**WORK TO DO**. Every line in the listing is to be echoed verbatim.

:::

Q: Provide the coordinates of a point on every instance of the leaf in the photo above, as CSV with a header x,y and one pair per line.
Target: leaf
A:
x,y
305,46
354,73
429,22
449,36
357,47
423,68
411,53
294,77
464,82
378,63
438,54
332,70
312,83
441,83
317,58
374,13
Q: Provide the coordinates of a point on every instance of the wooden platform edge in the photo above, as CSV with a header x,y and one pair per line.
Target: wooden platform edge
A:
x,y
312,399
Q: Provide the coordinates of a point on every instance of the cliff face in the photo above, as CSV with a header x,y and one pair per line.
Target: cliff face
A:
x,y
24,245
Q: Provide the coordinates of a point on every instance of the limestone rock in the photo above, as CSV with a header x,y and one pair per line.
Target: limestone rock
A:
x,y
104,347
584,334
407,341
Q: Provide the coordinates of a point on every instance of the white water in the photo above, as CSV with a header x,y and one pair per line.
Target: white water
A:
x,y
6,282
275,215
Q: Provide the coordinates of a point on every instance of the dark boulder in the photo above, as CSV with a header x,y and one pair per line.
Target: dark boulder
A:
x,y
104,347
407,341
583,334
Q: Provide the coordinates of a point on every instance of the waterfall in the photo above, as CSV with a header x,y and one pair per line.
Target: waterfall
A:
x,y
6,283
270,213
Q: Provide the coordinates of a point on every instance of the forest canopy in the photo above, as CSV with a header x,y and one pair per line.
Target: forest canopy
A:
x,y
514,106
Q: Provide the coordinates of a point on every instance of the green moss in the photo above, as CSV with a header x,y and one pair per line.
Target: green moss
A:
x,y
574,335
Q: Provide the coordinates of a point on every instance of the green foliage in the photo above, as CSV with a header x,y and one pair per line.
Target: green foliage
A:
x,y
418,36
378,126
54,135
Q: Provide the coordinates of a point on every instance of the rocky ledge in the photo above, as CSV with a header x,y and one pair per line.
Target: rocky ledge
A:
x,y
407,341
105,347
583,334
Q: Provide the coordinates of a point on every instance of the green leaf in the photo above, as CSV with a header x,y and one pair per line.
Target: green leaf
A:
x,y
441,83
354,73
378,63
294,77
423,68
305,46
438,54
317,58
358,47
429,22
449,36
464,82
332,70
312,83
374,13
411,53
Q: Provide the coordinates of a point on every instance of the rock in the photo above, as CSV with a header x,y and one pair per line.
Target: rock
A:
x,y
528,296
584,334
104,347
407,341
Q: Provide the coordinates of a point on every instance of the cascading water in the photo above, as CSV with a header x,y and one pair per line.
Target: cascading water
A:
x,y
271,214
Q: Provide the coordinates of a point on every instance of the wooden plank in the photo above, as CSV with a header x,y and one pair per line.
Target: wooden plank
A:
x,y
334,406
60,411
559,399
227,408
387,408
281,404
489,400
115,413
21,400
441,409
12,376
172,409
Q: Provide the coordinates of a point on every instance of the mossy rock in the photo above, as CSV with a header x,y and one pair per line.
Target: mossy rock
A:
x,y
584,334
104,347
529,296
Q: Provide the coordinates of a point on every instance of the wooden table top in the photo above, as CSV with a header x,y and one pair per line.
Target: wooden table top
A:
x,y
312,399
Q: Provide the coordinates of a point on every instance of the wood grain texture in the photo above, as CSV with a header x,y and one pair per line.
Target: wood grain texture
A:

:::

**RESULT OF THE TASK**.
Q: Provide the coordinates of a point on every instance of the leaf in the photo above, as CSV with a header x,y and one pair per line.
Target: leaf
A:
x,y
305,46
354,73
429,22
449,36
357,47
423,68
411,53
294,77
464,82
378,63
438,54
332,70
312,83
441,83
317,58
374,13
Q: Provide the coordinates of a point on every instance of the wooden platform edge in the photo above, as CSV with a header x,y and one pair per line.
Target: wooden platform edge
A:
x,y
312,399
Q: Provide the coordinates of a point on every instance of the cliff face in the photo above, as CSV with a header x,y and one pair per line.
Target: cliff face
A:
x,y
24,245
Q: Provide the coordinates of a point on every instance of the limestone rock in the photo above, as CSV with a header x,y and one pair per line.
Target: limestone rock
A:
x,y
104,347
584,334
407,341
Q: Provide the coordinates of a point on every instance of the white water in the photo above, as CSV with a header x,y and one pair per line.
Target: white water
A:
x,y
6,282
275,215
Q: Provide the coordinates of a point on every instance of the dark boulder in the photo above, as CSV with a header x,y and one pair per line.
Target: dark boulder
A:
x,y
104,347
407,341
583,334
Q: Provide the coordinates of a point on every instance of the waterfall in the photo above, as CSV with a header x,y and one pair per line.
Target: waterfall
A:
x,y
6,283
270,213
Q: Provide the coordinates of a point on every instance of the forest canopy in the photo above, as CSV with a header x,y and one pair per line.
Target: forest canopy
A:
x,y
514,106
Q: Provide the coordinates of a point on every instance of the green moss in the photo above, as CSV with a header x,y and one pair per line.
Target: green moss
A:
x,y
574,335
Q: Provide the coordinates of a point on every instance of the green foliage in the photo above, as CSV with a header x,y and one pair per line.
Target: green foliage
A:
x,y
418,36
378,126
54,135
Q: Provide the coordinates of a point on every instance of the rocky ledge in the photo above, as CSV with a header x,y and one pair per line.
Target: rocky ledge
A:
x,y
407,341
105,347
583,334
Q: Provide the coordinates of a point on every instance of the green leaf in the photo above, as CSV with a header x,y and one pair per line.
Target: green leaf
A:
x,y
441,83
354,73
378,63
294,77
423,68
305,46
438,54
317,58
358,47
429,22
449,36
464,82
332,70
312,83
374,13
411,53
Q: Provide the coordinates of a point on every instance of the rock in the photo above, as CSV with a header x,y and one pair per line.
Target: rock
A:
x,y
528,296
584,334
104,347
407,341
Q: Provide the coordinates of a point on every instance of the cascading water in the photo above, as CSV with a header x,y and one pair per line.
Target: cascading water
A:
x,y
271,214
Q: Provide the coordinates of a point on every instance of the wooden plank in the photo above, as CSV with a header x,y and one pair per line.
Target: wooden plank
A:
x,y
334,406
60,411
559,399
227,408
387,408
281,404
489,400
115,413
21,400
441,409
12,376
172,409
Q: Provide the coordinates of a point on every instance of the mossy rock in the photo above, as CSV with a header x,y and one pair per line.
Target: mossy rock
A:
x,y
584,334
104,347
529,296
Q: Provide the coordinates of a point on every instance of the wooden table top in the photo above, as CSV with a header x,y and one pair per line.
Target: wooden table top
A:
x,y
312,399
Q: Provide the coordinates of a point on every instance of the wood grain texture in the photo above, as CSV with a header x,y and one pair per line.
Target: wood grain texture
A:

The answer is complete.